- **REQUEST**
Return the lines below exactly, starting with the line that contains "Target: man fishing" and stopping after the last line.
==================================================
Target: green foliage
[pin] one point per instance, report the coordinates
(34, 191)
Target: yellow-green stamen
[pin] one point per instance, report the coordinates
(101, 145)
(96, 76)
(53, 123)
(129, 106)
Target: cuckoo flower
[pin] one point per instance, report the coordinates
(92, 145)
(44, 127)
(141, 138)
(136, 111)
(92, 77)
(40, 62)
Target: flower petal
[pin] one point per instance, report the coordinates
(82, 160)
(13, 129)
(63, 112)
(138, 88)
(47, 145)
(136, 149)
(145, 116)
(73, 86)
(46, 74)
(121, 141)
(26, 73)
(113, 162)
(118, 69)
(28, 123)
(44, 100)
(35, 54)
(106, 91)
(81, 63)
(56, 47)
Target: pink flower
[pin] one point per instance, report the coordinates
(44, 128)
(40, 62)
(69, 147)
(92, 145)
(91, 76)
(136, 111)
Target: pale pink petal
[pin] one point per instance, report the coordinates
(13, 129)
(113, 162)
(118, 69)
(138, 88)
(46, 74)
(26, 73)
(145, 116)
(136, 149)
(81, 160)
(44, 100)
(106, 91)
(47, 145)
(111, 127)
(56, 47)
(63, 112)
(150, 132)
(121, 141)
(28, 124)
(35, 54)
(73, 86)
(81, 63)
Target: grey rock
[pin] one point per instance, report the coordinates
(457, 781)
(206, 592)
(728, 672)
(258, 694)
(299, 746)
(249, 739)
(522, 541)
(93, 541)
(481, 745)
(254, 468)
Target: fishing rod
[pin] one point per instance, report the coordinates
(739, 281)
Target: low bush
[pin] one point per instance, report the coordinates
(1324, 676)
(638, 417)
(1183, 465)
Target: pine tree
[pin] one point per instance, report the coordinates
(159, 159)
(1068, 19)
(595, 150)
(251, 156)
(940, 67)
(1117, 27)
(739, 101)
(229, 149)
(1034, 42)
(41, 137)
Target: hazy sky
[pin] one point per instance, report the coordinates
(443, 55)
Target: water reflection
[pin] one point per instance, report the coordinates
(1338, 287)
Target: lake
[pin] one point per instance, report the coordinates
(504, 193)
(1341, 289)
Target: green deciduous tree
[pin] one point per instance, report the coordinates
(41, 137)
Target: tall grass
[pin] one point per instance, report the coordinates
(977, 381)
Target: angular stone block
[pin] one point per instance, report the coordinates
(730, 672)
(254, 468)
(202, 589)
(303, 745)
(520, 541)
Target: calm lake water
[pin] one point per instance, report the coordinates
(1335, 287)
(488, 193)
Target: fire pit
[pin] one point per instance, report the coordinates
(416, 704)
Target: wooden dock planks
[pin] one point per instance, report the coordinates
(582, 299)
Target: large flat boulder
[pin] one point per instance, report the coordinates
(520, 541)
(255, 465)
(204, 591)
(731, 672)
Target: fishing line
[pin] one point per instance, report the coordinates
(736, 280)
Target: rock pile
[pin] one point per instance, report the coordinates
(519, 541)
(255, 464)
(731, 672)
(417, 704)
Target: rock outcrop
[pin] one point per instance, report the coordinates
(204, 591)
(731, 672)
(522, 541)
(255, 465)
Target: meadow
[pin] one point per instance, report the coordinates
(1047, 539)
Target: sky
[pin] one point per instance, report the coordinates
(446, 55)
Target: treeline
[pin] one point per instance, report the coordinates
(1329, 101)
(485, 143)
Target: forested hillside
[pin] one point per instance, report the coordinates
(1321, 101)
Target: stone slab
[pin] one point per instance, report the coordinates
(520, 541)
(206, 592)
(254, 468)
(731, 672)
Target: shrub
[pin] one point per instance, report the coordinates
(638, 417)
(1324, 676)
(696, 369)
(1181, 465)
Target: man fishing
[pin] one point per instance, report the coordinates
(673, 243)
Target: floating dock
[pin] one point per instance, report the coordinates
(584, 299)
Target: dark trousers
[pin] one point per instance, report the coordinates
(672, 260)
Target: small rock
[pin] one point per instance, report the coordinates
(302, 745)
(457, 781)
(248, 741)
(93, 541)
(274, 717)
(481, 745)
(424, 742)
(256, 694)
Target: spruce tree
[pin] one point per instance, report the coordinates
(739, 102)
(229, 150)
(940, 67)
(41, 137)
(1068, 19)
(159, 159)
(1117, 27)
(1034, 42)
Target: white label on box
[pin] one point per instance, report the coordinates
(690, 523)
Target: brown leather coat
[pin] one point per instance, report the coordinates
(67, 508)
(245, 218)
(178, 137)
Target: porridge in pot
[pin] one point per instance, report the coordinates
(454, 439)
==================================================
- **RESULT**
Target: man fishing
[pin] one point per instance, report the coordinates
(673, 243)
Target: floating dock
[pin] one point per instance, report the coordinates
(584, 299)
Target: dark trousers
[pin] one point per instance, report the coordinates
(672, 260)
Target: small rock
[pin] one point per instance, report the coordinates
(302, 745)
(457, 781)
(248, 741)
(93, 541)
(274, 717)
(481, 745)
(424, 742)
(256, 694)
Target: spruce tree
[pin] one point per instance, report the coordinates
(739, 102)
(229, 150)
(940, 67)
(41, 137)
(1068, 19)
(159, 159)
(1117, 27)
(1034, 42)
Target: white label on box
[pin] one point per instance, report the coordinates
(690, 523)
Target: brown leather coat
[pin] one point per instance, report the coordinates
(67, 508)
(245, 218)
(178, 137)
Target: porridge in pot
[pin] one point per instance, report the coordinates
(454, 439)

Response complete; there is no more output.